-- START OF Recorded data --

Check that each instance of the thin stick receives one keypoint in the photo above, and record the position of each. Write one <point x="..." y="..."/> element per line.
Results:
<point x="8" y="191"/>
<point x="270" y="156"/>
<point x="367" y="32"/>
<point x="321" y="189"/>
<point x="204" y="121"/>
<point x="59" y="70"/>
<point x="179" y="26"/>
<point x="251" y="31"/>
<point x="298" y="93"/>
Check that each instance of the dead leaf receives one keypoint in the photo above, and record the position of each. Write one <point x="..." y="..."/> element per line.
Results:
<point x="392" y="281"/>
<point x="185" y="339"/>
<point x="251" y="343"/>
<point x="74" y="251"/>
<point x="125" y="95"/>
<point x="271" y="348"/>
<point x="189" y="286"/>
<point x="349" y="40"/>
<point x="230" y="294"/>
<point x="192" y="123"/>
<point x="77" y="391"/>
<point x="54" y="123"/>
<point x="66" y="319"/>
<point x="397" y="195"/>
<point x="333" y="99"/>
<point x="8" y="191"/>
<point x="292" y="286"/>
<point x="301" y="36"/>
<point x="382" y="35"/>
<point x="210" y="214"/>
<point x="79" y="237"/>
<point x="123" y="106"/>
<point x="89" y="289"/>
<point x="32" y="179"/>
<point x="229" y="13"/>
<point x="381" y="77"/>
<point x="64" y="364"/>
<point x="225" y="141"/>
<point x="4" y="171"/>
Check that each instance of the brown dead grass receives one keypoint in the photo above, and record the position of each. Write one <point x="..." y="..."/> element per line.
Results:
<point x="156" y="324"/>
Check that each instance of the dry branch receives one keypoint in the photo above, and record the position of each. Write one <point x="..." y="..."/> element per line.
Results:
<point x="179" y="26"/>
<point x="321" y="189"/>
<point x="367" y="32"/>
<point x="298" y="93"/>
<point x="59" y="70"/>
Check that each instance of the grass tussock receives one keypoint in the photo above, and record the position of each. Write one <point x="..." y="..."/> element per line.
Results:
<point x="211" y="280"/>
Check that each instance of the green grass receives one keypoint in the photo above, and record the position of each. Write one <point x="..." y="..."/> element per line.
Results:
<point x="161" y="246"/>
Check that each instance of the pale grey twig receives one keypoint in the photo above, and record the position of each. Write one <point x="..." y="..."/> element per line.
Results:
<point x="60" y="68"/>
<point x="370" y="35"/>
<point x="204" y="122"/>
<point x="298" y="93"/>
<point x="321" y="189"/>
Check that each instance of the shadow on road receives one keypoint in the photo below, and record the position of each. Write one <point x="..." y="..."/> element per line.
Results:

-- END OF Recorded data --

To be done
Please express the rows above as a JSON list of strings, one string for each row, leaving out any blank rows.

Response to this task
[
  "Check that each instance of the thin stick receives one keypoint in the photo above, and record the position of each. Write one <point x=\"...\" y=\"...\"/> element per line.",
  "Results:",
  "<point x=\"8\" y=\"191\"/>",
  "<point x=\"270\" y=\"156\"/>",
  "<point x=\"367\" y=\"32\"/>",
  "<point x=\"321\" y=\"189\"/>",
  "<point x=\"204\" y=\"121\"/>",
  "<point x=\"59\" y=\"70\"/>",
  "<point x=\"179\" y=\"26\"/>",
  "<point x=\"251\" y=\"31\"/>",
  "<point x=\"298\" y=\"93\"/>",
  "Check that each instance of the dead leaf receives one keypoint in the photo above, and record the position of each. Write one <point x=\"...\" y=\"...\"/> element per line.",
  "Results:",
  "<point x=\"392\" y=\"281\"/>",
  "<point x=\"185\" y=\"339\"/>",
  "<point x=\"251\" y=\"343\"/>",
  "<point x=\"74\" y=\"251\"/>",
  "<point x=\"125\" y=\"95\"/>",
  "<point x=\"271\" y=\"348\"/>",
  "<point x=\"189\" y=\"286\"/>",
  "<point x=\"349\" y=\"40\"/>",
  "<point x=\"230\" y=\"294\"/>",
  "<point x=\"192\" y=\"123\"/>",
  "<point x=\"77\" y=\"391\"/>",
  "<point x=\"54\" y=\"123\"/>",
  "<point x=\"66\" y=\"319\"/>",
  "<point x=\"397\" y=\"195\"/>",
  "<point x=\"333\" y=\"99\"/>",
  "<point x=\"8\" y=\"191\"/>",
  "<point x=\"292\" y=\"286\"/>",
  "<point x=\"301\" y=\"36\"/>",
  "<point x=\"382\" y=\"35\"/>",
  "<point x=\"210\" y=\"214\"/>",
  "<point x=\"79\" y=\"237\"/>",
  "<point x=\"123\" y=\"106\"/>",
  "<point x=\"89\" y=\"289\"/>",
  "<point x=\"32\" y=\"179\"/>",
  "<point x=\"229\" y=\"13\"/>",
  "<point x=\"381\" y=\"77\"/>",
  "<point x=\"64\" y=\"364\"/>",
  "<point x=\"225\" y=\"141\"/>",
  "<point x=\"4\" y=\"171\"/>",
  "Check that each instance of the brown dead grass receives one keypoint in the photo above, and record the position of each. Write one <point x=\"...\" y=\"...\"/> element per line.",
  "Results:",
  "<point x=\"156\" y=\"324\"/>",
  "Check that each instance of the dry branch receives one keypoint in the photo above, and record the position of each. Write one <point x=\"...\" y=\"...\"/> element per line.",
  "Results:",
  "<point x=\"179\" y=\"26\"/>",
  "<point x=\"321\" y=\"189\"/>",
  "<point x=\"367\" y=\"32\"/>",
  "<point x=\"298\" y=\"93\"/>",
  "<point x=\"59\" y=\"70\"/>",
  "Check that each instance of the grass tussock receives one keypoint in the photo above, and record the position of each. Write one <point x=\"...\" y=\"...\"/> element per line.",
  "Results:",
  "<point x=\"211\" y=\"280\"/>",
  "Check that each instance of the green grass receives one keypoint in the photo above, and record the position of each. Write one <point x=\"...\" y=\"...\"/> element per line.",
  "Results:",
  "<point x=\"161\" y=\"246\"/>",
  "Check that each instance of the pale grey twig receives one keypoint in the photo above, and record the position of each. Write one <point x=\"...\" y=\"...\"/> element per line.",
  "Results:",
  "<point x=\"60\" y=\"68\"/>",
  "<point x=\"370\" y=\"35\"/>",
  "<point x=\"204\" y=\"122\"/>",
  "<point x=\"298\" y=\"93\"/>",
  "<point x=\"321\" y=\"189\"/>",
  "Check that each instance of the shadow on road receives one keypoint in the photo below, and record the position of each. Write one <point x=\"...\" y=\"...\"/> element per line.",
  "Results:"
]